- Provided passage
# food cost in London



## carl2591

so whats a good average for food cost in London area for mostly vegetarian student on study abroad program from Univ. 

My student will be staying in south kensington area and i understand they are responsible for there food cost. So we are trying to get a handle on how much money at allot to a food budget.. 

student is not a picky eater or a top of line person so average cost food. 

thanks


----------



## Luanne

Is this student going to be eating out, or preparing meals?


----------



## DeniseM

Will they have cooking facilities, or be eating out?  Is there any student food service?

Tesco is the major grocery chain:  http://www.tesco.com/


----------



## carl2591

i believe there is a mini kitchen in the apt. and of course some eating out, which i try to discourage but you know college kids. 

mainly trying to get handle on food in grocery store type setting and what are the better and lower cost places to shop.. the apt is in south kensington area.  I wonder if there is an aldi around.. ??


----------



## DeniseM

Aldi store finder:  http://www.allinlondon.co.uk/directory/stores_102793.php


----------



## carl2591

DeniseM said:


> Will they have cooking facilities, or be eating out?  Is there any student food service?
> 
> Tesco is the major grocery chain:  http://www.tesco.com/



thanks D for the link.. looks like a walmart of UK :whoopie:


----------



## SMHarman

carl2591 said:


> thanks D for the link.. looks like a walmart of UK :whoopie:



Asda is technically the walMart of the UK. 
Tesco is a big grocer. 

Sent from my LT26i using Tapatalk


----------



## Pompey Family

As a vegetarian student with only a mini kitchen to cook in I'd imagine her diet is going to consist mainly of pasta, pasta and pasta.

I'd suggest the average weekly grocery bill would be around £30. There are tons of good value places to eat out, far too many to mention here but I would suggest that she can have a decent meal out for £20.

The biggest expense is going to be alcohol (if she drinks).


----------



## DeniseM

£20 = $33 USD, so I think the perception of a what an inexpensive meal for a student is, is different in the US and the UK.

But based on my experience as a tourist, I think that's accurate - it's more expensive to eat out in London than many parts of the US.  Especially when the student is from North Carolina.

- Problem to solve
Write the next part of the London food cost thread, picking up right after its last sentence. None of the data is needed.

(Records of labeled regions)
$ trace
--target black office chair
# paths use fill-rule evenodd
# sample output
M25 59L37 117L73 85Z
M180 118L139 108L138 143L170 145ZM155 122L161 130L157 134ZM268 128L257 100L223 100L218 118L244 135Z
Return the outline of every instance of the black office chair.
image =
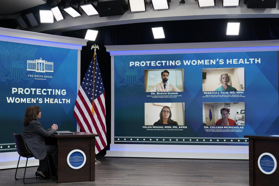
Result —
M26 167L27 167L27 162L28 160L28 158L32 158L34 156L32 153L30 151L28 147L26 145L24 139L21 134L16 134L14 133L14 138L15 138L15 144L17 147L17 153L19 155L19 157L18 158L18 162L17 162L17 170L15 171L15 179L16 180L23 180L23 183L42 183L43 182L49 182L52 181L52 177L51 175L51 171L50 171L51 179L49 180L42 181L36 181L34 182L26 182L24 181L24 179L30 179L32 178L37 178L36 177L33 178L25 178L25 172L26 171ZM24 170L24 175L23 176L23 178L17 178L17 168L18 168L18 164L19 163L19 160L20 159L20 156L26 158L26 164L25 164L25 169ZM47 159L49 164L49 167L50 170L50 165L49 165L49 158L46 156Z

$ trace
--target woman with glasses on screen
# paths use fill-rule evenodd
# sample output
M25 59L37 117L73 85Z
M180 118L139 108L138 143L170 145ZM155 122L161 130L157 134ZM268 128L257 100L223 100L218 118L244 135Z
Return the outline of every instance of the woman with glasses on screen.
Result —
M236 126L236 123L234 120L229 118L229 109L223 108L220 111L222 119L216 122L216 126Z
M171 109L167 106L163 107L160 112L160 119L153 125L178 125L177 122L171 119Z
M229 75L226 73L222 73L221 74L219 79L220 83L222 86L218 87L215 90L215 91L237 91L237 90L228 84L228 83L230 82L230 79Z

- Task answer
----------



## SMHarman

Pompey Family said:


> As a vegetarian student with only a mini kitchen to cook in I'd imagine her diet is going to consist mainly of pasta, pasta and pasta.
> 
> I'd suggest the average weekly grocery bill would be around £30. There are tons of good value places to eat out, far too many to mention here but I would suggest that she can have a decent meal out for £20.
> 
> The biggest expense is going to be alcohol (if she drinks).



And being as she or he can drink at age 18 in the UK and his or her peer group will be at college drinking you can be sure that will be a big dent in the budget.

The Tesco website allows shopping online (why oh why is it only Fresh Direct that does this in the US).  You and your student could work through a weekly mean plan (including some meals out with friends - part of the point of being there is to go out and socialise), and see what that shopping cart costs.  Buying the same at a Tesco metro in London will cost 5-10% more for the 'metro' markup.

There are some great restaurants in London with a more student priced focus
http://stockpotchelsea.wordpress.com/menu/
for one
Wagamama is also a place for cheap eats
http://www.wagamamatakeout.com/en-GB/RIO_II/Wagamama/putney/Order Their Yaki Soba is 8 quid.
When I were a boy (and still lived in London) I used to know many more places but that was a while ago.


----------



## persia

Closest Costco seems to be Croydon.  

http://warehouses.costco.co.uk/locations/croydon/


----------



## Pompey Family

DeniseM said:


> £20 = $33 USD, so I think the perception of a what an inexpensive meal for a student is, is different in the US and the UK.
> 
> But based on my experience as a tourist, I think that's accurate - it's more expensive to eat out in London than many parts of the US.  Especially when the student is from North Carolina.



That's factoring in a glass of wine. It depends what you class as eating out, going for a curry with a starter and a drink is going to come close to £20 whereas popping in to Greggs for a pasty will cost £2.


----------



## jfbookers

*Dollars & Lbs*

My quick conversion is to think of pounds as dollars and the price is then about you would expect in the US.
$5.00 sandwich in US will be close to a  5 pound sandwich in the UK. Not perfect but I think it helps avoid rip offs. Have a great stay.
Jim


----------



## bellesgirl

jfbookers said:


> My quick conversion is to think of pounds as dollars and the price is then about you would expect in the US.
> $5.00 sandwich in US will be close to a  5 pound sandwich in the UK. Not perfect but I think it helps avoid rip offs. Have a great stay.
> Jim


I agree - we go to London quite often, as our DD and her family live there - including our grandchildren.  Our rule of thumb is to figure the price the same in £ as $.  e.g. something that costs $5 in the states costs £5 in London - so basically a 70% markup! Sometimes it is less, but that is a bonus.


----------



## SMHarman

bellesgirl said:


> I agree - we go to London quite often, as our DD and her family live there - including our grandchildren.  Our rule of thumb is to figure the price the same in £ as $.  e.g. something that costs $5 in the states costs £5 in London - so basically a 70% markup! Sometimes it is less, but that is a bonus.


Yeah but no but.
Your $5 sandwich (if eat in) will soon have 10% sales tax plus a $1 tip or so added so likely you will be leaving $7 on the table.
Your GBP5 sandwich will be just that.
So GBP5*1.6= $8 so $1 difference not 70% markup.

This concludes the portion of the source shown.